[begin SOURCE TEXT]
Plotting, it turns out, is basically a really hard thing for a compiler.
It is many, many, small methods, most of which are only called once.
And unlike most Julia code, it doesn’t actually benefit all that much from Julia’s JIT.
Julia’s JIT is normally specializing code, and running a ton of optimizations.
But plotting itself isn’t in the hot-loop – optimizing the code takes longer than running it the few dozen times it might be used unoptimized.
To make a long-story short, plotting is the poster child example for Julia needing to compile things before it can run them.

Julia 1.0:

julia> @time (using Plots; display(plot(1:0.1:10, sin.(1:0.1:10))))
 16.780888 seconds (29.55 M allocations: 1.609 GiB, 3.79% gc time)

Julia 1.6:

julia> @time (using Plots; display(plot(1:0.1:10, sin.(1:0.1:10))))
  9.694037 seconds (18.29 M allocations: 1.164 GiB, 4.17% gc time, 0.40% compilation time)

Sure it is still not instantaneous, but it’s a lot faster than it was.

Note also that in the above timing I had already run precompilation, which seems fairest.
Though as discussed earlier, precompilation caches often would be deleted in 1.0; and conversely are created much faster in 1.6 due to parallelization.
If you were to count the precompilation time I regularly saw in 1.0, TTFP could be several minutes.

Invalidations

Consider a function foo with a method foo(::Number).
[end SOURCE TEXT]
[begin RECORDED INFORMATION]
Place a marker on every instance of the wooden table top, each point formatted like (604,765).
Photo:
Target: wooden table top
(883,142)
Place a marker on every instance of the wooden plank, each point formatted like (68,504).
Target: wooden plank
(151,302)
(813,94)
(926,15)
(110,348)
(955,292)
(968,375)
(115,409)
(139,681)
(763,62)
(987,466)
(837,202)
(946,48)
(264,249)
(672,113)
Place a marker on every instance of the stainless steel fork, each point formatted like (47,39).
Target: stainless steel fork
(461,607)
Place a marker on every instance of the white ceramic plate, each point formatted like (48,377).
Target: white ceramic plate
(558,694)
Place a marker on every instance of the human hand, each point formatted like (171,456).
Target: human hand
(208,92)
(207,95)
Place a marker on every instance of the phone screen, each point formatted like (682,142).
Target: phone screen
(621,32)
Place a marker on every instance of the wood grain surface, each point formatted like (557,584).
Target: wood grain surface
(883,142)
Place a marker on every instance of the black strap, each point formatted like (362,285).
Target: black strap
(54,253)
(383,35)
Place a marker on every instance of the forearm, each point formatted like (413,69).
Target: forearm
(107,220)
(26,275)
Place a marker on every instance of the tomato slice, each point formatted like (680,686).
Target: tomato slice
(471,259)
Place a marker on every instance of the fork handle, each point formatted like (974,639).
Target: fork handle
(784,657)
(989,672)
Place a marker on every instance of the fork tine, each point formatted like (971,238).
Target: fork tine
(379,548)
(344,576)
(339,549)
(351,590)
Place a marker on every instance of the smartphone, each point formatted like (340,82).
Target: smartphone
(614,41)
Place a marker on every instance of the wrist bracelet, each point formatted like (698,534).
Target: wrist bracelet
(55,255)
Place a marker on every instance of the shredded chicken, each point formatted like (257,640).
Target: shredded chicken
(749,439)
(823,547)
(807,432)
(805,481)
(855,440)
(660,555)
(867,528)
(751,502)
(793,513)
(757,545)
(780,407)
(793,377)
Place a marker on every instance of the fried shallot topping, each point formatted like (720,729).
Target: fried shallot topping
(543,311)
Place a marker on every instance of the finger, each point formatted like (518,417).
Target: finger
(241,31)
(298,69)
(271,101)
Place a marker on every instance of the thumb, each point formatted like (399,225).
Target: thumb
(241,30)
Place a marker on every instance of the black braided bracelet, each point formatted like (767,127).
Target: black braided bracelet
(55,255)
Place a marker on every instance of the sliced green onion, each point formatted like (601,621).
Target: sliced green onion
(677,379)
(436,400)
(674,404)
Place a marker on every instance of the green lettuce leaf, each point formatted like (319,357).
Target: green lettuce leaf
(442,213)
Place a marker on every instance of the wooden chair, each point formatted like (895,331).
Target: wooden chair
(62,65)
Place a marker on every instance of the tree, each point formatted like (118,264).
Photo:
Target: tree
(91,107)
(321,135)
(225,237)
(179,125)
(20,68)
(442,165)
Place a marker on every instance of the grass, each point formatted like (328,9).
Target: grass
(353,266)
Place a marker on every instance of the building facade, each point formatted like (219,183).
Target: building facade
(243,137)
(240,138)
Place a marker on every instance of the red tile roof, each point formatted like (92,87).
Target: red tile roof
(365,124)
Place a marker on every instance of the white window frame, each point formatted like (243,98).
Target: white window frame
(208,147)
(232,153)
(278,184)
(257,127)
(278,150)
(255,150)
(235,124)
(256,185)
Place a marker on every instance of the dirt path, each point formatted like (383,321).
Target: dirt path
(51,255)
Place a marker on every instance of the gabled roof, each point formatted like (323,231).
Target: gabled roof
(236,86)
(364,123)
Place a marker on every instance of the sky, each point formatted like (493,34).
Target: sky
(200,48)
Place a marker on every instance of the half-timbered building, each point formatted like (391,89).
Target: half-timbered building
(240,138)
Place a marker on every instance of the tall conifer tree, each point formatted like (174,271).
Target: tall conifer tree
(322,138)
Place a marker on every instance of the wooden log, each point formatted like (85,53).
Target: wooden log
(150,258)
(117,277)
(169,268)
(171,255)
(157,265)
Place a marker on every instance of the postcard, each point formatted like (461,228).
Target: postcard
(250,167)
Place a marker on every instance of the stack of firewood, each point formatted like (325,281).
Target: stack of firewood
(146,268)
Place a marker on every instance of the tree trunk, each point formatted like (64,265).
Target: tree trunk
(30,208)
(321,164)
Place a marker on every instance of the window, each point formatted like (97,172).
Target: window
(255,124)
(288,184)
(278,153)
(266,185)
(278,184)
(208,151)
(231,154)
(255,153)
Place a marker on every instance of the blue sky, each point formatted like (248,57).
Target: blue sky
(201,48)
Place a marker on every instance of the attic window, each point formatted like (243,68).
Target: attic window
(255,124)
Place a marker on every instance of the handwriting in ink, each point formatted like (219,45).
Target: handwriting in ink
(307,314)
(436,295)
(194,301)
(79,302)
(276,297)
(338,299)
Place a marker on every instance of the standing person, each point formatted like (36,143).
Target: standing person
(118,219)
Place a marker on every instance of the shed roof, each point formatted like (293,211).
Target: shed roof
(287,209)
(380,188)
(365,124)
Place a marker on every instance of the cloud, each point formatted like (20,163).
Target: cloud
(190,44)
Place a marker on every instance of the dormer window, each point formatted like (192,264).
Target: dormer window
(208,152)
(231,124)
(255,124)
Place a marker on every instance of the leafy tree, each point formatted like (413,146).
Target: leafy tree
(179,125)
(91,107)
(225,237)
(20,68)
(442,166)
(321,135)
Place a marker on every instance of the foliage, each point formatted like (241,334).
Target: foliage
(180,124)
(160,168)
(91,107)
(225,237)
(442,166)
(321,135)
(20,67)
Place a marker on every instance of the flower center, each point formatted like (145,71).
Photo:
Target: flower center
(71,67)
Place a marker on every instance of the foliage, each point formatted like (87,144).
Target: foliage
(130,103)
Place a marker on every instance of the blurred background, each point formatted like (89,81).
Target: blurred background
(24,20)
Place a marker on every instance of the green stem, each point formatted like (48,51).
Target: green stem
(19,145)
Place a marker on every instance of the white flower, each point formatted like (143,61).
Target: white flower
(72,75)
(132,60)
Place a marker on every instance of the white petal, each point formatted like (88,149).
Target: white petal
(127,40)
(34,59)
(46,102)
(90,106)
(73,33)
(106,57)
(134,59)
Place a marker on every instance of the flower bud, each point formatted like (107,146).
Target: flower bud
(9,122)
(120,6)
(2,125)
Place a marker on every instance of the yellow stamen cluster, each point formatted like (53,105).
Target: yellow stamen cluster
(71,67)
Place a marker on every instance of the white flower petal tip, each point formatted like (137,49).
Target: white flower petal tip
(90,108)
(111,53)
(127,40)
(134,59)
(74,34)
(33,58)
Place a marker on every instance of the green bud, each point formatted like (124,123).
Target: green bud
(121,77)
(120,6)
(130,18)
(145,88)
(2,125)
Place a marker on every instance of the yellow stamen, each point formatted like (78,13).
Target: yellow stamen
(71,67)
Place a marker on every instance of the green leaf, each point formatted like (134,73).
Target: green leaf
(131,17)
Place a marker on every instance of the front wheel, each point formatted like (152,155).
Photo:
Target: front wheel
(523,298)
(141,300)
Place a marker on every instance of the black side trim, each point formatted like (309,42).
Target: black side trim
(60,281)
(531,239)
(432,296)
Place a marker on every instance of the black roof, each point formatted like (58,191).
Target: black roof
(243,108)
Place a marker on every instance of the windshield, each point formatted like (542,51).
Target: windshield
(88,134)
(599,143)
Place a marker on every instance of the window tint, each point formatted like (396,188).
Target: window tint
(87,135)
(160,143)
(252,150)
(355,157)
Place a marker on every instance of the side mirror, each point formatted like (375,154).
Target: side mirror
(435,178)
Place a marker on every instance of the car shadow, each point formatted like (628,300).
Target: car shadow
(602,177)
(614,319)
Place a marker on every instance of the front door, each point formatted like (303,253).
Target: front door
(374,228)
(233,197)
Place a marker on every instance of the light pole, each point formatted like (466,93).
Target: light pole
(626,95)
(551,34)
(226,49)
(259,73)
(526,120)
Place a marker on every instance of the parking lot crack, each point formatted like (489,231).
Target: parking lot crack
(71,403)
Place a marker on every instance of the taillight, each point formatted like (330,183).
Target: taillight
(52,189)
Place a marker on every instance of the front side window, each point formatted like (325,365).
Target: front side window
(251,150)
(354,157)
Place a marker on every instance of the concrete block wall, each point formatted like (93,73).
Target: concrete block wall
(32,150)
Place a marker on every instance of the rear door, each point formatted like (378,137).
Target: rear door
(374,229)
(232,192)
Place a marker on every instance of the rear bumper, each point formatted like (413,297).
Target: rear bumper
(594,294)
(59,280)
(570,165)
[end RECORDED INFORMATION]
Resume the passage on Julia's time to first plot, picking up right after its final sentence about the function foo.

If some other function calls it, for example bar(x::Int) = 2*foo(x), the JIT will compile instruction for exactly the method instance to call – a fast static dispatch, possibly even inlined.
If the user then defines a new, more specific method foo(::Int), the compiled code for Bar needs to be invalidated so it will call the new one.
It needs to be recompiled – which means anything that statically dispatches to it needs to be recompiled, and so forth.
This is an invalidation.
It’s an important feature of the language.
It is key to extensibility.
It doesn’t normally cause too many problems, since generally, basically everything is defined before anything is called, and thus before anything is compiled.

A notable exception to this is Base and the other standard libraries.
These are compiled into the so-called system image.
Furthermore, methods in these standard libraries are some of the most overloaded, thus most likely to be invalidated.

A bunch of work has gone into dealing with invalidations better.
Not just point-fixes to remove calls that were likely to be invalidated, but several changes to the compiler.
One particular change was not triggering cascading invalidations for methods that couldn’t actually be called due the being ambiguous.
As a result, a lot of user code that triggered invalidations on 1.5 no longer does so on 1.6.
The end result of this is faster compilation after loading packages, since it doesn’t have to recompile a ton of invalidated method instances – i.e. a decreased time to first plot.

This has had a huge effect on Revise.jl
which started to take several seconds to load when it gained the dependency on JuliaInterpreter.jl; which isn’t much, but when you do it every time you start Julia it is an annoying lack of snappiness.
But thanks to this work, JuliaInterpreter, and thus Revise, now load in a flash.

A full discussion on the invalidations work can be found in this blog post.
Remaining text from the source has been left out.